• TESTO FORNITO
--
Ed il “filo rosso” che lega l’Istria alla Sardegna s’intensifica sempre più. Nel segno, però, del più grande disastro minerario italiano verificatosi nella notte del 28 febbraio 1940 alle 4.30 del mattino. Perirono 187 lavoratori, 137 italiani, di cui 53 sardi, per lo più provenienti dal Sulcis. Ancora le foibe erano lontane. Ma il dramma raccontava. E le foibe avrebbero raccontato di più .
Per la verità di questi minatori sardi non si seppe, inizialmente, nulla perché durante il regime fascista, come si sa, era uso diffondere solo notizie “edulcorate”, descrivendo solo i moderni impianti di estrazione del bacino carbonifero. Dal disastro minerario alla tragedia delle foibe, il passo è stato breve. Alcuni di essi, fra i sopravvissuti, accusati, periranno più tardi, nell’ottobre 1943, infoibati presso Albona. A “parlare” del disastro di Arsa sono state, quindi, le foibe “minerarie”: fra Vines, Terli, Pucicchi, Surani furono recuperate dai Vigili del Fuoco di Pola 159 corpi di minatori. Nella sola foiba di Vines ne furono rinvenuti venti appartenenti all’ A. Ca. I., di cui alcuni sardi, provenienti dal Sulcis Iglesiente.
Se il disastro di Arsa rappresenta un po’ il “truce” anticamera dei tempi successivi che dovettero attraversare e vivere le genti italiane di quelle terre, nitide e drammatiche appaiono le storie “sarde” delle foibe. Ed a parlare sono, anche in questo caso, i documenti.
--
• COMPITO
Ripeti senza cambiare nulla il passo del testo sul disastro minerario di Arsa, da "Per la verità" a "dal Sulcis Iglesiente.", comprese queste parole.

• DATI FORNITI
--
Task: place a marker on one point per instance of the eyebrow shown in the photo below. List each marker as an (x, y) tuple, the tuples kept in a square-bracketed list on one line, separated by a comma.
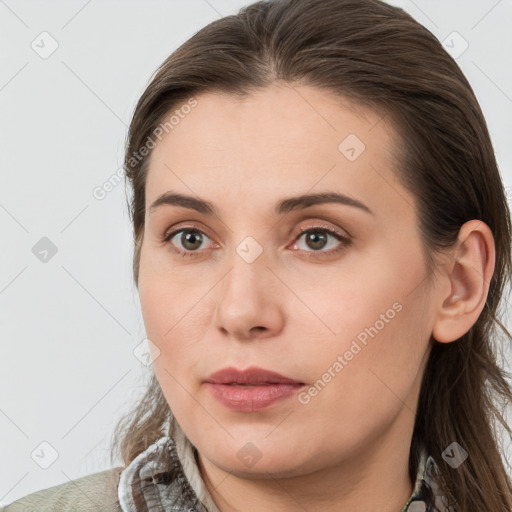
[(282, 207)]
--
• RISPOSTA
Per la verità di questi minatori sardi non si seppe, inizialmente, nulla perché durante il regime fascista, come si sa, era uso diffondere solo notizie “edulcorate”, descrivendo solo i moderni impianti di estrazione del bacino carbonifero. Dal disastro minerario alla tragedia delle foibe, il passo è stato breve. Alcuni di essi, fra i sopravvissuti, accusati, periranno più tardi, nell’ottobre 1943, infoibati presso Albona. A “parlare” del disastro di Arsa sono state, quindi, le foibe “minerarie”: fra Vines, Terli, Pucicchi, Surani furono recuperate dai Vigili del Fuoco di Pola 159 corpi di minatori. Nella sola foiba di Vines ne furono rinvenuti venti appartenenti all’ A. Ca. I., di cui alcuni sardi, provenienti dal Sulcis Iglesiente.